◆ **PROBLEM SET**
A: In the letter, why did the writer not attend the interview for a school social work position?
B: Summarize the letter in three sentences.

◆ **PAGE TEXT**
[Start of Attachment]
Clare,
We are not BAAAAD…
we've been programmed to think BAAAD…
to be controlled.
I actually like seeing pictures of myself…
not in a vain way…
well, maybe in a vain way…
but I love pictures that show me with others…
smiling with other people…
it makes me feel more connected- or that the connection is more real because it's been documented…
I don't know.
What place does cancer hold for me now?
Good question.
Cancer sits in the back of my mind…
nudging me with every new ache, pain, cough, etc…
it reminds me that once you're a breast cancer patient, you'll always be a breast cancer patient.
The number 1 risk for breast cancer is having a previous breast cancer…
I know that…
it is a fact of my life.
But, on a day to day basis I don't ruminate about it…
the fear comes and goes as the pain or change comes and goes.
Last night was interesting. I had a script prepared…
6 pages of notes…
a chronology of my life with breast cancer and the lessons I've learned along the way.
I started with the beginning quote from A Tale of Two Cities…
as I woke up with that in my mind yesterday morning.
Then I started to talk about Aunt Sissy…
I started to tell them about her beauty and joyful energy…
she took me to her house several times when I was very young…
we played the game Life…
and then I dropped the script and just spoke from my heart.
I spoke for almost 30 minutes…
I'm not sure what I said exactly…
I was speaking from the spirit…
as in Meeting…
I spent most of the time looking at the people attending…
making eye contact…
many were crying…
and then laughing...
I couldn't backtrack to remember what I had said to make them cry or laugh…
I just spoke from my heart…
I was in the flow.
At the end I shared a beautiful note written to me by our cousin who also is fighting breast cancer…
it was beautiful…
it was vulnerable…
it touched my heart deeply.
After I finished people hugged me and thanked me for my honesty.
I still have no idea what I really said…
because I opened myself to the spirit to move through me.
I was asked if I could be interviewed, if I would do more public speaking, and told that I should really consider speaking professionally.
Husband said he wishes he had filmed it…
"It would go viral" was his comment.
Damn I wish I had paid more attention to my words…
but I got out of the way and let the words flow…
what a great experience.
I'm glad I did it.
What an honor and privilege to offer my perspective.
Today I cried with a woman, early dementia, who has had horrific relationship…
we mapped her relationships over the years…
beginning with her parents.
The men who were nice she dumped…
"I'm worthless, why would they want me."
Those who treated her with disrespect she clung too…
more and more with each bad relationship.
I tried to tell her that she is infinitely valuable…
point out strength…
she doesn't buy into my reasoning…
voices from the past…
particularly childhood voices…
are very powerful.
I see so many people with similar self-images…
marred from years of abuse, chaos, disrespect…
it is heartbreaking...
but, it is an honor and privilege to know women such as this.
I did not go to an interview this past Monday for a school social work position because I cannot bear to leave some of these clients. This work is too important. That position would pay 4 times what I make now…
some things are simply worth more than money.
[End of Attachment]
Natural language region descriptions
[Start of Attachment]
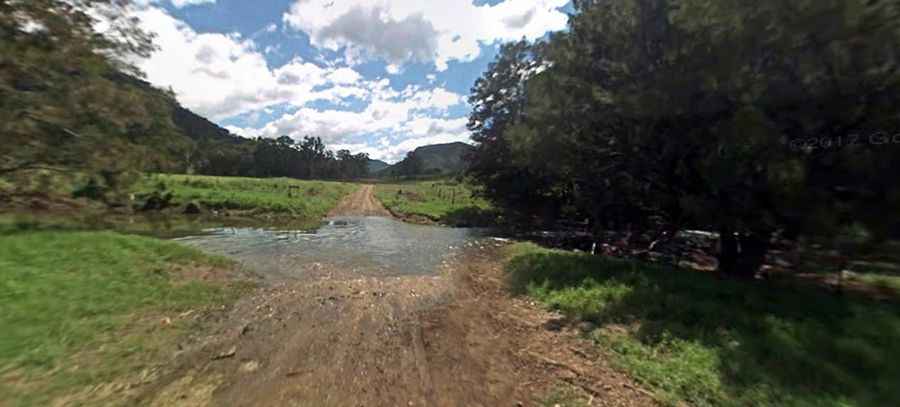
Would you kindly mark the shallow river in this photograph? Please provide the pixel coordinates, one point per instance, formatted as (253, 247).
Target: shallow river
(364, 245)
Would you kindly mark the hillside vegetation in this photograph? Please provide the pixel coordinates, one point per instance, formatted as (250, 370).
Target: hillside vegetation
(277, 196)
(434, 160)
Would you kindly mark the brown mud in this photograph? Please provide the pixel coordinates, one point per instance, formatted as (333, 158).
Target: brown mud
(452, 338)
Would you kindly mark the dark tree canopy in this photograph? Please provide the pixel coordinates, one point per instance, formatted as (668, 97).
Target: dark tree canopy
(700, 113)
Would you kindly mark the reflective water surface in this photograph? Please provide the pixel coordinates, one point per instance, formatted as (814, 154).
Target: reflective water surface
(365, 245)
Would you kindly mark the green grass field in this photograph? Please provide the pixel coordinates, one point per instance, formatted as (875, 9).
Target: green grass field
(82, 308)
(308, 199)
(693, 338)
(442, 201)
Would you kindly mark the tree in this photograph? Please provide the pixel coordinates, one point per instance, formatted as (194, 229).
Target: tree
(66, 97)
(684, 113)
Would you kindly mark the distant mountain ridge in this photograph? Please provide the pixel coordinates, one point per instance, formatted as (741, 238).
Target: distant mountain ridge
(435, 159)
(376, 165)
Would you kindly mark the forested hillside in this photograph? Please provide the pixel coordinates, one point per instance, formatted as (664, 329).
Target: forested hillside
(436, 159)
(71, 103)
(753, 119)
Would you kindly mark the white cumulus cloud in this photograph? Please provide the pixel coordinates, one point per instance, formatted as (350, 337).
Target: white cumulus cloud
(425, 31)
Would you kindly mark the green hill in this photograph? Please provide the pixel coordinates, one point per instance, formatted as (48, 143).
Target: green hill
(436, 159)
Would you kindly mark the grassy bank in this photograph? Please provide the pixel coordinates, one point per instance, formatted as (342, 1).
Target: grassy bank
(87, 308)
(282, 196)
(441, 201)
(693, 338)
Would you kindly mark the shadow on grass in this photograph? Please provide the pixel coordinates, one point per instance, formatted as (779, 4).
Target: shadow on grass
(693, 337)
(471, 216)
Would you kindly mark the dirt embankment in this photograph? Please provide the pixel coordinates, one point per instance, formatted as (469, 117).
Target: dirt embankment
(360, 203)
(455, 338)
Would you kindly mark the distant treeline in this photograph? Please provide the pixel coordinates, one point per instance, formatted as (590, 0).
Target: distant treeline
(281, 157)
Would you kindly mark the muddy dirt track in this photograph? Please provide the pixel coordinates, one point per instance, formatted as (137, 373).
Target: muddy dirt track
(452, 338)
(360, 203)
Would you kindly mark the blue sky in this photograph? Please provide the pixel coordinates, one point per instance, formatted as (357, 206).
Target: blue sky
(376, 76)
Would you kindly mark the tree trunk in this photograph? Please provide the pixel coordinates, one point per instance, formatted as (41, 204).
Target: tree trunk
(741, 255)
(728, 252)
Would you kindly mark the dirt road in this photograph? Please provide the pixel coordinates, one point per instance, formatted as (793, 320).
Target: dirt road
(360, 203)
(453, 338)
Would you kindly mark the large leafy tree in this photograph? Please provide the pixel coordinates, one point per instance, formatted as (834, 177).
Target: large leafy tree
(686, 112)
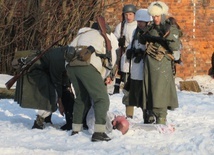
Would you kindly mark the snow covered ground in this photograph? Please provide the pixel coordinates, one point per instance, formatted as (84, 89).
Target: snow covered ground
(193, 122)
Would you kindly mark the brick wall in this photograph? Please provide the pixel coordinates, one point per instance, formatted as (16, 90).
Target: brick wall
(196, 19)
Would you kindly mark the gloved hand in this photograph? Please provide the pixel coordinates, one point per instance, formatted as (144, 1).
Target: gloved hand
(151, 49)
(121, 41)
(85, 53)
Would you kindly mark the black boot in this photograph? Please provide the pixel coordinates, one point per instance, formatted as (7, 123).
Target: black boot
(149, 117)
(38, 123)
(48, 119)
(117, 86)
(99, 136)
(68, 125)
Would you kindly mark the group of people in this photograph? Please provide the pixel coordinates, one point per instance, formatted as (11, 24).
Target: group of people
(142, 56)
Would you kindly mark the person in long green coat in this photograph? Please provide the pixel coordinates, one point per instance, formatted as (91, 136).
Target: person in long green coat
(41, 87)
(159, 91)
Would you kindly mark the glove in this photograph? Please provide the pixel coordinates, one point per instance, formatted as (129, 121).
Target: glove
(142, 39)
(151, 49)
(121, 41)
(85, 53)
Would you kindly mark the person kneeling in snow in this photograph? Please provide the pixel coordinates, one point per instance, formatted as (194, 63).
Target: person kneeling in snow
(113, 122)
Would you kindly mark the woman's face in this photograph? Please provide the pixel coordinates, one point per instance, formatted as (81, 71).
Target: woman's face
(141, 24)
(129, 16)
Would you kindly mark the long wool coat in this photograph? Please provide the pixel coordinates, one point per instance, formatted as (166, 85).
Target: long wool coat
(158, 86)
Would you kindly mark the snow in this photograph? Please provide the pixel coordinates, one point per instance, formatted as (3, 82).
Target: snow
(193, 135)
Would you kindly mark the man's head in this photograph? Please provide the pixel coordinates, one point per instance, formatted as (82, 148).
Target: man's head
(142, 17)
(158, 10)
(129, 12)
(120, 123)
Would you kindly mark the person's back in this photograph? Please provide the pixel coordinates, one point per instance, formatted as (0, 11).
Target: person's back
(124, 32)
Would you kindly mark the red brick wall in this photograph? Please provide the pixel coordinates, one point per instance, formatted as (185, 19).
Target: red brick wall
(196, 19)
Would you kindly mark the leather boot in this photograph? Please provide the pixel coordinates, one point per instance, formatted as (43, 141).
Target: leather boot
(68, 125)
(48, 119)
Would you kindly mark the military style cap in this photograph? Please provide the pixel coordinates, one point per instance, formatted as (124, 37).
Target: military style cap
(129, 8)
(158, 8)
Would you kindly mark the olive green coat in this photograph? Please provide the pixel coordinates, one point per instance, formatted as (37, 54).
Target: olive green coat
(40, 87)
(158, 85)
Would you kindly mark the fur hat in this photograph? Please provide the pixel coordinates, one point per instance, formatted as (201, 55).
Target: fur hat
(158, 8)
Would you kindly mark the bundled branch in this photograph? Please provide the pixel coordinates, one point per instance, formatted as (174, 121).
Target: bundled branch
(36, 24)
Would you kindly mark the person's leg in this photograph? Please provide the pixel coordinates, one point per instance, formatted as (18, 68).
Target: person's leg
(68, 102)
(81, 95)
(41, 115)
(97, 90)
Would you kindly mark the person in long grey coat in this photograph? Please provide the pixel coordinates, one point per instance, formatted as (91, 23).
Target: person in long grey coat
(159, 92)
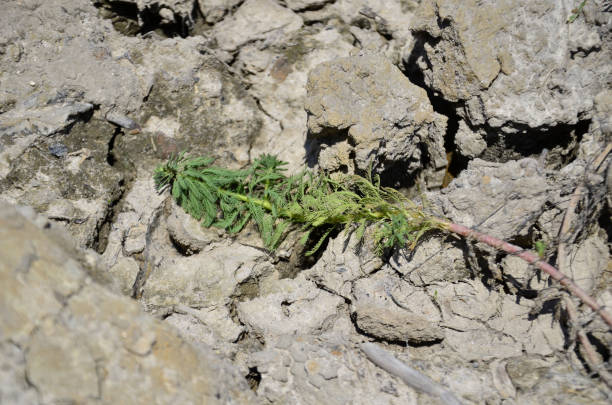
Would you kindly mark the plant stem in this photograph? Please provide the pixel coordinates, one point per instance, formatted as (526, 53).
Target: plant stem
(531, 258)
(257, 201)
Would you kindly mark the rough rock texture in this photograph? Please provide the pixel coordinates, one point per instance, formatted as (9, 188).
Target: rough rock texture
(505, 192)
(277, 75)
(256, 19)
(95, 94)
(369, 115)
(64, 125)
(76, 341)
(513, 65)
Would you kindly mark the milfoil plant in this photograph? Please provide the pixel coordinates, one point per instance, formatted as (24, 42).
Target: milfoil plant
(318, 204)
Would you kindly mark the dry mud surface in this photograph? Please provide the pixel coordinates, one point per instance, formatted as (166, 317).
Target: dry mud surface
(493, 112)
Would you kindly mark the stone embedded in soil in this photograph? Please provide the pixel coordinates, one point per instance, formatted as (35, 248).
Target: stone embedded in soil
(255, 20)
(396, 325)
(513, 64)
(365, 105)
(501, 199)
(277, 76)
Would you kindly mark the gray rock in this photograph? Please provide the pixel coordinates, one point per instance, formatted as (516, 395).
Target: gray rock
(365, 107)
(278, 76)
(298, 5)
(501, 199)
(214, 10)
(469, 144)
(432, 261)
(303, 368)
(204, 280)
(503, 59)
(344, 261)
(81, 343)
(169, 12)
(255, 20)
(396, 325)
(291, 306)
(166, 95)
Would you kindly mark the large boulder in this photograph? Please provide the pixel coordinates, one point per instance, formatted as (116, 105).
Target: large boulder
(64, 338)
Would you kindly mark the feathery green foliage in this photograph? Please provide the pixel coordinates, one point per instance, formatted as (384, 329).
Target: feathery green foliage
(229, 199)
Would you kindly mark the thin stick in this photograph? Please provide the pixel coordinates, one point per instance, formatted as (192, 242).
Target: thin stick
(589, 353)
(590, 356)
(531, 258)
(407, 374)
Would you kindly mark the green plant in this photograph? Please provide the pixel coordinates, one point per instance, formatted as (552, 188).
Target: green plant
(229, 199)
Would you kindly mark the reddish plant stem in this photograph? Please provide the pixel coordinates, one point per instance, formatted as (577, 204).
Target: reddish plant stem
(530, 258)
[End of Attachment]
◆ **RESPONSES PER TASK**
A: The writer could not bear to leave some current clients and considered that work too important. Although the position would have paid four times as much, the writer holds that some things are worth more than money.

B: The writer tells Clare that cancer stays at the back of the mind and returns with each new ache or pain, though it is not something dwelt on day to day. The writer describes a talk on life with breast cancer that started from a script but became almost 30 minutes of speaking from the heart, leaving listeners crying and laughing and prompting requests for more public speaking. The writer also recounts crying with a client with early dementia over years of bad relationships, and explains skipping an interview for a much better-paid school position in order to stay with clients like her.